* [REQUIRED ACTIONS]
• 1. In the news article on hotel construction in the Columbus-Phenix City market, what average daily room rate did the city have in August?
• 2. Continue the news article on hotel construction in the Columbus-Phenix City market from its final sentence.

Business

Saturating the market

The hotel-building binge that has seen the number of rooms in the Columbus-Phenix City market surge past 3,500 in the last two years shows no signs of slowing.

No fewer than a dozen hotels are in the construction or planning pipeline. That easily translates to more than 1,000 additional rooms on the way in a sector that already is feeling pressure on occupancy and room rates.

"I think everyone is watching the market place very carefully right now just to make sure we don't overbuild," said Peter Bowden, president and chief executive officer of the Columbus Convention & Visitors Bureau.

"There may be some nervousness of being oversaturated," he said. "I would like to think that people are building because there's confidence in the marketplace and they see either sustained growth or they are anticipating growth."

"Scary" is how Darren Phillips sees the situation. As a regional manager overseeing the Wingate Inn and Holiday Inn Express Hotel & Suites in Columbus, as well as the Quality Inn and a planned 82-room Holiday Inn Express in Phenix City, he plainly thinks too much product is materializing in a very short period of time.

"We're building, but it's only to replace the flag that we currently have," he said of the recent conversion of the Holiday Inn on U.S. Highway 280 to the Quality Inn brand. The Holiday Inn Express is being constructed next door. "Otherwise we would by no means be building. The market's getting really saturated right now in Columbus, and it is kind of scary."

The city's average occupancy rate in August was 67.3 percent, Bowden said, while the average daily room rate was $77.38.

* [RECORDS SUPPLIED]
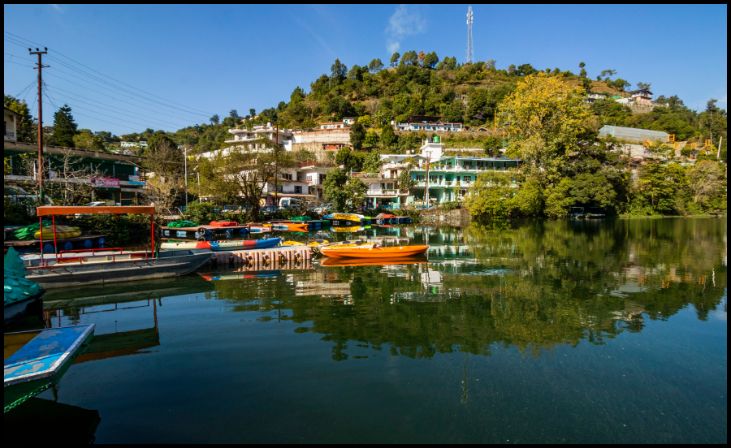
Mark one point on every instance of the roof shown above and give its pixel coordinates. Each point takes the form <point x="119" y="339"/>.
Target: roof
<point x="50" y="210"/>
<point x="634" y="134"/>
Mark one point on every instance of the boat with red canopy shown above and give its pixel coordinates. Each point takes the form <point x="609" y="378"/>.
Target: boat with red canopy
<point x="108" y="265"/>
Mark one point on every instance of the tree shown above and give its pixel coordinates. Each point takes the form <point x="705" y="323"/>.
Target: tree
<point x="431" y="59"/>
<point x="164" y="161"/>
<point x="375" y="65"/>
<point x="357" y="135"/>
<point x="388" y="137"/>
<point x="394" y="58"/>
<point x="707" y="182"/>
<point x="338" y="71"/>
<point x="409" y="58"/>
<point x="64" y="127"/>
<point x="546" y="118"/>
<point x="27" y="127"/>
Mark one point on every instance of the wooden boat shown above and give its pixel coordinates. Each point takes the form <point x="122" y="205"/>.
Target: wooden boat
<point x="264" y="243"/>
<point x="373" y="251"/>
<point x="35" y="360"/>
<point x="289" y="226"/>
<point x="332" y="262"/>
<point x="109" y="266"/>
<point x="101" y="266"/>
<point x="206" y="232"/>
<point x="349" y="229"/>
<point x="80" y="242"/>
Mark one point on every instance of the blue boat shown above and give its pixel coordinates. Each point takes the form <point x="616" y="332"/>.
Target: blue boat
<point x="36" y="360"/>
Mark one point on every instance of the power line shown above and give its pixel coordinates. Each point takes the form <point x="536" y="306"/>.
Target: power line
<point x="191" y="110"/>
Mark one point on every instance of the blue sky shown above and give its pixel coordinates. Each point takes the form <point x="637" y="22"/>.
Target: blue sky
<point x="123" y="68"/>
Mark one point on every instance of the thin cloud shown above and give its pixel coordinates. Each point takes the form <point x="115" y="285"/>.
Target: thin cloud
<point x="403" y="23"/>
<point x="314" y="35"/>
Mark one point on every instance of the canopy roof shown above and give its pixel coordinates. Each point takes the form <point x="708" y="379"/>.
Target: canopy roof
<point x="48" y="210"/>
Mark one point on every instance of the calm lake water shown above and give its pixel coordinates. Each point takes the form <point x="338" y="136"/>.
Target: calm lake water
<point x="560" y="332"/>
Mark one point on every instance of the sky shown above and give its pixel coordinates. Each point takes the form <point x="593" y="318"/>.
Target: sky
<point x="125" y="68"/>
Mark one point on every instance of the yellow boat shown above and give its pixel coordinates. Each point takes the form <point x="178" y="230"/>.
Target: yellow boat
<point x="61" y="232"/>
<point x="372" y="251"/>
<point x="331" y="262"/>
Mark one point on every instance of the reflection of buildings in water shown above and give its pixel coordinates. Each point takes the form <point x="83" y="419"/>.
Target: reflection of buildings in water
<point x="639" y="276"/>
<point x="50" y="423"/>
<point x="117" y="343"/>
<point x="323" y="282"/>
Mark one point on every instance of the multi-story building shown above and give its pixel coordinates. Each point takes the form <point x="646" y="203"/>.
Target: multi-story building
<point x="330" y="136"/>
<point x="115" y="178"/>
<point x="11" y="125"/>
<point x="449" y="177"/>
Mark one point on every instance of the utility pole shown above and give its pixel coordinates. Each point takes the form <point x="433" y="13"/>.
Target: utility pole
<point x="426" y="190"/>
<point x="185" y="169"/>
<point x="276" y="162"/>
<point x="40" y="68"/>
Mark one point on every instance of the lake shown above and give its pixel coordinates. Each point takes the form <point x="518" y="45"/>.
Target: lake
<point x="554" y="332"/>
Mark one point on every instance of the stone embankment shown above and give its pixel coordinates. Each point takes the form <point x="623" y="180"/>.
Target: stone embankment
<point x="453" y="218"/>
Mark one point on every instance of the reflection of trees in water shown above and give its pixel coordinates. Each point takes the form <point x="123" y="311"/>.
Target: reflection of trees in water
<point x="557" y="283"/>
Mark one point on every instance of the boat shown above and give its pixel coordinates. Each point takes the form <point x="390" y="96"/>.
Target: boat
<point x="22" y="297"/>
<point x="370" y="250"/>
<point x="348" y="229"/>
<point x="332" y="262"/>
<point x="101" y="266"/>
<point x="264" y="243"/>
<point x="289" y="226"/>
<point x="344" y="219"/>
<point x="79" y="242"/>
<point x="37" y="359"/>
<point x="206" y="232"/>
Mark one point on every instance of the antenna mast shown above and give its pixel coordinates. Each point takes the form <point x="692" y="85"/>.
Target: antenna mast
<point x="470" y="20"/>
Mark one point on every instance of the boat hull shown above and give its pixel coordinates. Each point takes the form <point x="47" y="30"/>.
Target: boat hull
<point x="264" y="243"/>
<point x="36" y="360"/>
<point x="368" y="251"/>
<point x="89" y="272"/>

* [OUTPUTS]
• 1. $77.38

• 2.
Both numbers are considered fairly healthy given that August is typically a slower month leading up to fall, when more visitors attend local events. The numbers also are much better than the 46.6 percent occupancy rate and $63.37 room rate for Macon, a city comparable to Columbus.

But there's not much wiggle room at all when it comes to setting room rates for newer hotels, Phillips said, simply because higher rates are needed to pay for construction and ever-increasing operating costs.

And the twinkle everyone gets in their eyes when they think of the Base Realignment and Closure process funneling a combined 30,000 soldiers, civilian workers, contractors and family members to Fort Benning doesn't necessarily mean a plethora of business for hotels, Phillips said.

"Sure, it's going to play a factor, it's going to help," he said. "But when you look at 30,000 people coming, you're not looking at needing an additional 30,000 rooms."

More weekend business needed

Phillips, who now caters to a bread-and-butter customer of corporate travelers and transient military people, said more visitors are needed to fill the beds on weekends.

Glenn Davis would agree. The Columbus businessman and city councilman has a huge stake in the market, having opened a Hilton Garden Inn here two years ago. His group of partners, which includes local businessman Dhan Parekh, is in the middle of constructing arguably the most highly anticipated hotel in the market in some time.

The $15 million Homewood Suites by Hilton is being built on nearly four acres of land in the popular Columbus Park Crossing shopping, dining and entertainment complex. The 91-suite property should be completed by early March, with Davis saying unique design elements and upscale apartment-like amenities are going to make it like no other Homewood Suites in the country.

"The Garden Inn's nice because we modified it and went upscale, and we're doing the same thing here," he said. "It's going to be a showpiece. We've been told we're going to be in line for some awards, so we're excited about that . . . By far it's going to be the nicest rooms that have ever been offered in Columbus."

The heavy investment and lofty expectations give Davis pause for thought when sizing up the market. It really boils down to supply and demand, he said, and the need for more trade shows and conventions on the weekends, events that keep people sleeping, eating and shopping in Columbus three or four days.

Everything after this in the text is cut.